» **EXERCISE GOAL**: Reproduce the following article on the head machinist at Ginger & Smart in full, word for word and without alteration.

[SELECTED TEXT — start]

When Alexandra and Genevieve Smart begin working on a new collection for their Ginger & Smart label, one of the most important people involved in the process is Zinthia Zheng.
You probably haven't heard of Zheng, and you certainly wouldn't have seen her on the red carpet at industry events, but as the head machinist at Ginger & Smart she plays a pivotal role in creating the brand's clothing that ends up on the catwalk at fashion shows in Australia and is sold in boutiques around the world.
Once the Smarts have settled on an inspiration, sketches and fabrics for a new range, pattern makers translate those initial ideas into shapes that will form individual pieces of the finished garment.
It then falls to Zheng to undertake the complex task of interpreting those original, and often complicated, patterns to make the samples that will be sold to industry buyers, who in turn will sell them to you.
''Working with a high-end label like Ginger & Smart, we are all making original garments,'' Zheng says. ''At the low end, the cheaper labels just give you something to copy but at our high end, there is nothing to copy, so every day you are solving a new problem.''
Zheng has more than 20 years' experience working for different fashion companies in Australia but says the challenges of working for designer label Ginger & Smart make it her most satisfying job to date.
''Sometimes Gen thinks of something and it doesn't make sense to me but slowly we find a way,'' she says. ''With sewing, you have a lot of different ways - the easy way, the hard way and the expensive way and every day we need to come up with something new.''
While they remain ''faceless'' to the larger population, the skills of women and men such as Zheng form the backbone of the Australian fashion industry, which, despite the trend to offshore production, still includes 4400 textile, clothing and footwear businesses manufacturing here, employing 49,000 workers to do so, according to 2009 Australian Bureau of Statistics figures.
But unfortunately, Australian-made does not always mean ethically made. Of those 4400 businesses manufacturing in Australia, fewer than 60 are certified as having met their legal obligations to and standards for workers, including machinists, outworkers and pattern makers throughout their supply chain, according to industry body Ethical Clothing Australia.
With fair wages, decent working conditions and regular hours, Zheng is one of the luckier workers.
''Ginger & Smart pay very well; we are a very good team here and we make nice fashion garments,'' she says.

[SELECTED TEXT — finish]
[DATA UNDER STUDY — start]

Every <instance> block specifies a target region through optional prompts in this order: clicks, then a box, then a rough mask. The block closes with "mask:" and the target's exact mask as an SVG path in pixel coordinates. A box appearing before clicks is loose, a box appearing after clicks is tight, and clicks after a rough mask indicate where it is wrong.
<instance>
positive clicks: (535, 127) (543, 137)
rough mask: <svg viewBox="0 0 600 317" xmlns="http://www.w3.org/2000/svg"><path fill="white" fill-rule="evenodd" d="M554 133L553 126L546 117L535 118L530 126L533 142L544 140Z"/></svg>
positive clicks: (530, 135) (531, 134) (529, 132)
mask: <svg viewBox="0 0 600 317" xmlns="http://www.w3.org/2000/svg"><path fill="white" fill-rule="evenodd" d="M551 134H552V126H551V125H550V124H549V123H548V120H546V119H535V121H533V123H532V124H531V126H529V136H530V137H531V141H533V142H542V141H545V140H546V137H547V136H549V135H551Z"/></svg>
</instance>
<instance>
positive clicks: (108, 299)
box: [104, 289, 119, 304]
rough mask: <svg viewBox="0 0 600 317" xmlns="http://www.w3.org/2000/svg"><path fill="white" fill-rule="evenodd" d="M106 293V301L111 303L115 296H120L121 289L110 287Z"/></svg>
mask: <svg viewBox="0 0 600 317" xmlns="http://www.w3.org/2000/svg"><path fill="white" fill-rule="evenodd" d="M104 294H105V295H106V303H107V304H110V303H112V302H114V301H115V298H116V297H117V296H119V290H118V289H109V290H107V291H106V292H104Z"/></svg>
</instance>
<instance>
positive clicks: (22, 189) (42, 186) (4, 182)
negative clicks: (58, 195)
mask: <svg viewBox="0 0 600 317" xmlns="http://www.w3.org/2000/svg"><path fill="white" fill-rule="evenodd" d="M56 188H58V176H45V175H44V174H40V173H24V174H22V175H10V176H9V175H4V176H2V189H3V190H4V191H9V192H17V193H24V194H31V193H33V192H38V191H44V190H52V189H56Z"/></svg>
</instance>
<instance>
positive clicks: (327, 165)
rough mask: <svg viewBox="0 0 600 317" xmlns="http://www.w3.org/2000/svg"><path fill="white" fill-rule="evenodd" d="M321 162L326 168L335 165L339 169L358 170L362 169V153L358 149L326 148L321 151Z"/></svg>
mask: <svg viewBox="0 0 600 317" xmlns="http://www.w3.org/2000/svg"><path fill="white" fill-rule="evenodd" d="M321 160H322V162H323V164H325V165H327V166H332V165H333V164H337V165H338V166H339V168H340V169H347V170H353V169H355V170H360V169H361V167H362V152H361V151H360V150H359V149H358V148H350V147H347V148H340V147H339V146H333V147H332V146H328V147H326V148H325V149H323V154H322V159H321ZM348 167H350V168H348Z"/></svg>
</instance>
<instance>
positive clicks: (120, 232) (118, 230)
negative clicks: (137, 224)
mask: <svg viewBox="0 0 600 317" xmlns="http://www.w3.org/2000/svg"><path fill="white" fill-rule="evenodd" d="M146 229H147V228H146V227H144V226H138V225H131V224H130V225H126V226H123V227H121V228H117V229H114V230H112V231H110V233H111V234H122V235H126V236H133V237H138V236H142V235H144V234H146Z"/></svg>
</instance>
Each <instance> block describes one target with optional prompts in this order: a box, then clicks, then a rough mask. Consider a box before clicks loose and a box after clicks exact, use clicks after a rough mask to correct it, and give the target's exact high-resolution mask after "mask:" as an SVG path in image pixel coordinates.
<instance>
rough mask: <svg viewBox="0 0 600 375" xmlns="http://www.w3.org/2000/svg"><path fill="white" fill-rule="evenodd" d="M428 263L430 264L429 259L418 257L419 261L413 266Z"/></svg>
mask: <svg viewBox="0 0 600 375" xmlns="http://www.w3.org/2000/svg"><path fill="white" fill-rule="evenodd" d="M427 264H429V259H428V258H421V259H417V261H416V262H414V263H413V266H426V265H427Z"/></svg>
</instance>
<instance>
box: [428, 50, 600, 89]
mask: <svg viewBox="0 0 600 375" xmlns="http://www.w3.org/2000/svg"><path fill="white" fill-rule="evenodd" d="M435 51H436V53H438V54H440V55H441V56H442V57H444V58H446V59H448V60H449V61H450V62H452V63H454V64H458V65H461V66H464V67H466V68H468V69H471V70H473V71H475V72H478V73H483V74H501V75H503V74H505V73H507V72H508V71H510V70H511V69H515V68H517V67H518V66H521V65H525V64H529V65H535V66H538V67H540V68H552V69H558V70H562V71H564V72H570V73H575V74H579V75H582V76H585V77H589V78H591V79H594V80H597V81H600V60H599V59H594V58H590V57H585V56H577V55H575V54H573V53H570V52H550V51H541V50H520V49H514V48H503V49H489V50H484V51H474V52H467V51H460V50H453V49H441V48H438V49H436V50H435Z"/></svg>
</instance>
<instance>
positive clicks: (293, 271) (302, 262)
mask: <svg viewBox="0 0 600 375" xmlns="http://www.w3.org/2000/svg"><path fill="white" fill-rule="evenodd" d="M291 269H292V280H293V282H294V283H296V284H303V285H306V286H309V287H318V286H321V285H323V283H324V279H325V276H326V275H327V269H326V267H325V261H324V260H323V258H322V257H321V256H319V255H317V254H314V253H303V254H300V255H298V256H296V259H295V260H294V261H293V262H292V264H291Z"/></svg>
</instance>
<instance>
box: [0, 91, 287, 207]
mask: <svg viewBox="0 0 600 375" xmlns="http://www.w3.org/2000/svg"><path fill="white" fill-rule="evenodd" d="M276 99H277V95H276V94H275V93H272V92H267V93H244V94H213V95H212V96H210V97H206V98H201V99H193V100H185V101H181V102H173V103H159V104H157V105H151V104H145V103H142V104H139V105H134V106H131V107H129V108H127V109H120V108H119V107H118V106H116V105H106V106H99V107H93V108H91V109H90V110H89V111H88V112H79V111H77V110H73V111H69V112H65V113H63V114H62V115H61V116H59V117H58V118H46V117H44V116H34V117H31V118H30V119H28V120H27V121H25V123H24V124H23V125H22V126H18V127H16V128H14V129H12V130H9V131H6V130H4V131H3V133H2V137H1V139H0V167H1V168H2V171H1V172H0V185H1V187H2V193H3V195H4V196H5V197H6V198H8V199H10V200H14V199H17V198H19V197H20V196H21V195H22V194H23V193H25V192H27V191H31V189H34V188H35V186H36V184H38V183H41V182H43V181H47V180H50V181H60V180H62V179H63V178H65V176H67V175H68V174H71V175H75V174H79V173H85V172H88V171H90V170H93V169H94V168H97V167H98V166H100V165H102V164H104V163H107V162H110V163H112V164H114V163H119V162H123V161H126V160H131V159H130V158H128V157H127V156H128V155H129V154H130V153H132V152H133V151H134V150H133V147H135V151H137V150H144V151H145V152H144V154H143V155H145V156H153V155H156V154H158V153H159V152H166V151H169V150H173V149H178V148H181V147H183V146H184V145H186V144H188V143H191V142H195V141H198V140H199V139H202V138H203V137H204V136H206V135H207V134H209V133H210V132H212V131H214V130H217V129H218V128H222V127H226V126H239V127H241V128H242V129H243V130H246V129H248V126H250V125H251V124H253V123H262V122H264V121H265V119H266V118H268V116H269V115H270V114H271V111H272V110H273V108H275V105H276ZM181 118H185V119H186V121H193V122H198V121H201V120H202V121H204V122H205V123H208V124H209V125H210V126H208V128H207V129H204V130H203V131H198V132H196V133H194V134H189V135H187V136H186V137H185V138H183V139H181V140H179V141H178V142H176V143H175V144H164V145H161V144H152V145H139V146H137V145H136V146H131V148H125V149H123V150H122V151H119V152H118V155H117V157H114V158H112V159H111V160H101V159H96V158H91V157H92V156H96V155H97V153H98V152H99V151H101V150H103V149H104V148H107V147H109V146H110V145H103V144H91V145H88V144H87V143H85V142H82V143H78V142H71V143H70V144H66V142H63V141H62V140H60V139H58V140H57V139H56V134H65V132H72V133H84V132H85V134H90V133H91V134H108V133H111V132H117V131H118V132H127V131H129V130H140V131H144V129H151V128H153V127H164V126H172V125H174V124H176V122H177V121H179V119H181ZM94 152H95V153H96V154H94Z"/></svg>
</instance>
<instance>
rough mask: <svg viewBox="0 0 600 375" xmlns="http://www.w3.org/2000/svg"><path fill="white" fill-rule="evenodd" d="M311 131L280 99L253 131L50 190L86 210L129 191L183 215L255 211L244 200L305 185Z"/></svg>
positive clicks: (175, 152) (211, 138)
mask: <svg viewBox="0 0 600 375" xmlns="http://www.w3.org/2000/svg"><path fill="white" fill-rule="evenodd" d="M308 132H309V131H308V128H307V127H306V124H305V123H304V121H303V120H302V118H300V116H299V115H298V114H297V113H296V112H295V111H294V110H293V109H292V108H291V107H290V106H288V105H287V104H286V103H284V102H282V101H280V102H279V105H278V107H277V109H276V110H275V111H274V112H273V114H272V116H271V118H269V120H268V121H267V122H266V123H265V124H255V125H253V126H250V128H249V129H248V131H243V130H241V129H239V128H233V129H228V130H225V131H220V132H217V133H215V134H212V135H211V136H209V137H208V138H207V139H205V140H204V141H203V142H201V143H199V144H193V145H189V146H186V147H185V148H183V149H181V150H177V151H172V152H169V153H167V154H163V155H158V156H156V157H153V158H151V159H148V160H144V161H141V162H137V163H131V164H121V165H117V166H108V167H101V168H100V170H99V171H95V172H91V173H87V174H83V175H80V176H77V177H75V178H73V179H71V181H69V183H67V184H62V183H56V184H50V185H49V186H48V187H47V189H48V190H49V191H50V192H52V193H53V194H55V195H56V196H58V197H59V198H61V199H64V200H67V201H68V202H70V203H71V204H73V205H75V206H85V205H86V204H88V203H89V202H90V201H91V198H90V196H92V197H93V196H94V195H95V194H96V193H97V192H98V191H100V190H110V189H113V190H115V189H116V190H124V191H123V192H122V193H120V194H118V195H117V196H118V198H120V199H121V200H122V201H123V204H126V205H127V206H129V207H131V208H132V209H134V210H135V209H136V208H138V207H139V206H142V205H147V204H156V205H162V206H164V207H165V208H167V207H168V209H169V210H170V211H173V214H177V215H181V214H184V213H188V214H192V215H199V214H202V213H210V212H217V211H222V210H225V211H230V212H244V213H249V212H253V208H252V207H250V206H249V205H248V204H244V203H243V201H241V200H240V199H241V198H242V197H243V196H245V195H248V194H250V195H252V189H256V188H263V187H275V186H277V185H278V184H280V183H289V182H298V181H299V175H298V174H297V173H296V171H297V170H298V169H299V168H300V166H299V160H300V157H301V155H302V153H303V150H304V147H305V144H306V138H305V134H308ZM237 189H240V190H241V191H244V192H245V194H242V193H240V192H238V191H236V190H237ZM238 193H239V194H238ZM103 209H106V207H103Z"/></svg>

[DATA UNDER STUDY — finish]

» **SOLUTION TO THE EXERCISE**:
When Alexandra and Genevieve Smart begin working on a new collection for their Ginger & Smart label, one of the most important people involved in the process is Zinthia Zheng.
You probably haven't heard of Zheng, and you certainly wouldn't have seen her on the red carpet at industry events, but as the head machinist at Ginger & Smart she plays a pivotal role in creating the brand's clothing that ends up on the catwalk at fashion shows in Australia and is sold in boutiques around the world.
Once the Smarts have settled on an inspiration, sketches and fabrics for a new range, pattern makers translate those initial ideas into shapes that will form individual pieces of the finished garment.
It then falls to Zheng to undertake the complex task of interpreting those original, and often complicated, patterns to make the samples that will be sold to industry buyers, who in turn will sell them to you.
''Working with a high-end label like Ginger & Smart, we are all making original garments,'' Zheng says. ''At the low end, the cheaper labels just give you something to copy but at our high end, there is nothing to copy, so every day you are solving a new problem.''
Zheng has more than 20 years' experience working for different fashion companies in Australia but says the challenges of working for designer label Ginger & Smart make it her most satisfying job to date.
''Sometimes Gen thinks of something and it doesn't make sense to me but slowly we find a way,'' she says. ''With sewing, you have a lot of different ways - the easy way, the hard way and the expensive way and every day we need to come up with something new.''
While they remain ''faceless'' to the larger population, the skills of women and men such as Zheng form the backbone of the Australian fashion industry, which, despite the trend to offshore production, still includes 4400 textile, clothing and footwear businesses manufacturing here, employing 49,000 workers to do so, according to 2009 Australian Bureau of Statistics figures.
But unfortunately, Australian-made does not always mean ethically made. Of those 4400 businesses manufacturing in Australia, fewer than 60 are certified as having met their legal obligations to and standards for workers, including machinists, outworkers and pattern makers throughout their supply chain, according to industry body Ethical Clothing Australia.
With fair wages, decent working conditions and regular hours, Zheng is one of the luckier workers.
''Ginger & Smart pay very well; we are a very good team here and we make nice fashion garments,'' she says.